Given text:

.....

- Conference: Independent

Record
- Overall: 2–2–1

Coaches and captains
- Head coach: Leon Harvey
- Captain: John Meyers

= 1925–26 Michigan College of Mines Huskies men's ice hockey season =

The 1925–26 Michigan College of Mines Huskies men's ice hockey season was the 7th season of play for the program. The Huskies were coached by Leon Harvey in his 2nd season.

==Season==
Though the team ended the year without having to find a new head coach for the first time, the Huskies were still finding it difficult to play matches against fellow colleges. The program was able to get in a game with St. Thomas at the end of January, but that was their only intercollegiate match of the year. To make matters worse the club was barely even competitive against the Tommies, though with the Minnesotans finishing 10–1 for the year. However, the Miners did show some improvement afterwards, winning their final two games to get back to .500.

.....

Task requirements:
1. In the Huskies season text, which school did the team play in its only intercollegiate match of the year?
2. Copy word for word the part of the Huskies season text starting at "The 1925–26 Michigan" and ending at "his 2nd season.".
The listing isn't needed for any of this.

.....

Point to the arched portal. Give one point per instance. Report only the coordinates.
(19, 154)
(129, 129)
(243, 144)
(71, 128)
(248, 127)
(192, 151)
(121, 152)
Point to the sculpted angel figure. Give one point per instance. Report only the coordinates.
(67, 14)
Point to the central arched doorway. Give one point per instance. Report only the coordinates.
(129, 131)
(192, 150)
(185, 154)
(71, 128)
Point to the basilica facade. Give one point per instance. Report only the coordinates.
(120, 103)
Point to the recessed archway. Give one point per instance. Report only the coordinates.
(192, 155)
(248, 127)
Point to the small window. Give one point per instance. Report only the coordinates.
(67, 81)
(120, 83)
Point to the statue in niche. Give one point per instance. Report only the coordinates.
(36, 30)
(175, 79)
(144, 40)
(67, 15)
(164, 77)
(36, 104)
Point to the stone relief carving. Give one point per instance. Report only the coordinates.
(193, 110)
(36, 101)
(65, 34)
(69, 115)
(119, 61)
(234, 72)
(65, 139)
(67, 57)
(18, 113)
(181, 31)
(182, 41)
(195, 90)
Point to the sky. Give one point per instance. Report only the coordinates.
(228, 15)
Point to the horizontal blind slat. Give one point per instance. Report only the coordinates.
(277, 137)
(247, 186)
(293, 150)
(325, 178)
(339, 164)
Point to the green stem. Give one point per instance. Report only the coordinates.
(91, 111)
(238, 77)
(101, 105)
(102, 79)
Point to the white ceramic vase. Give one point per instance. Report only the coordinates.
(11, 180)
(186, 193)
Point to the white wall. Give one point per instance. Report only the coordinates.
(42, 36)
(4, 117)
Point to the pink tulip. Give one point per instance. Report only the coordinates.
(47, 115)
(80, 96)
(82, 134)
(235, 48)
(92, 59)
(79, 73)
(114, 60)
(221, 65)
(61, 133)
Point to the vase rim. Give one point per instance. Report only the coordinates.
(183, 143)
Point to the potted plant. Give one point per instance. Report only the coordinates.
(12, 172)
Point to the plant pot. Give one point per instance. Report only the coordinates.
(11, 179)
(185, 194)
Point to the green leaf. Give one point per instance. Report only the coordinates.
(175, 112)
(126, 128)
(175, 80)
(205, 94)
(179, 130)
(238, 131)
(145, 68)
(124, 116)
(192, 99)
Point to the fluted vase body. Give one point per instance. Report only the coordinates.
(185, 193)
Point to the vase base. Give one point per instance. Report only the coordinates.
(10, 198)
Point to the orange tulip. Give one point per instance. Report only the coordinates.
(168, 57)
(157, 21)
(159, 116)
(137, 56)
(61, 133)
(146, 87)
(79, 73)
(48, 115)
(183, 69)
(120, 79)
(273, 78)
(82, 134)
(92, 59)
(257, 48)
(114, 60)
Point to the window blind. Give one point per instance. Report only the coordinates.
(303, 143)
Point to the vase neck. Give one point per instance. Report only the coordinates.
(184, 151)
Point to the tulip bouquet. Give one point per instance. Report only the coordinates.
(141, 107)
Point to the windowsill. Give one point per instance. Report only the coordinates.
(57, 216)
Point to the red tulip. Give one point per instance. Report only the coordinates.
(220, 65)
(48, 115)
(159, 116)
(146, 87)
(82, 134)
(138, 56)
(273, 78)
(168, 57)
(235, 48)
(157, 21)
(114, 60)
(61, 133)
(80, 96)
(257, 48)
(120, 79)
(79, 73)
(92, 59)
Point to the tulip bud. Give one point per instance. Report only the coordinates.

.....

Results:
1. St. Thomas

2.
The 1925–26 Michigan College of Mines Huskies men's ice hockey season was the 7th season of play for the program. The Huskies were coached by Leon Harvey in his 2nd season.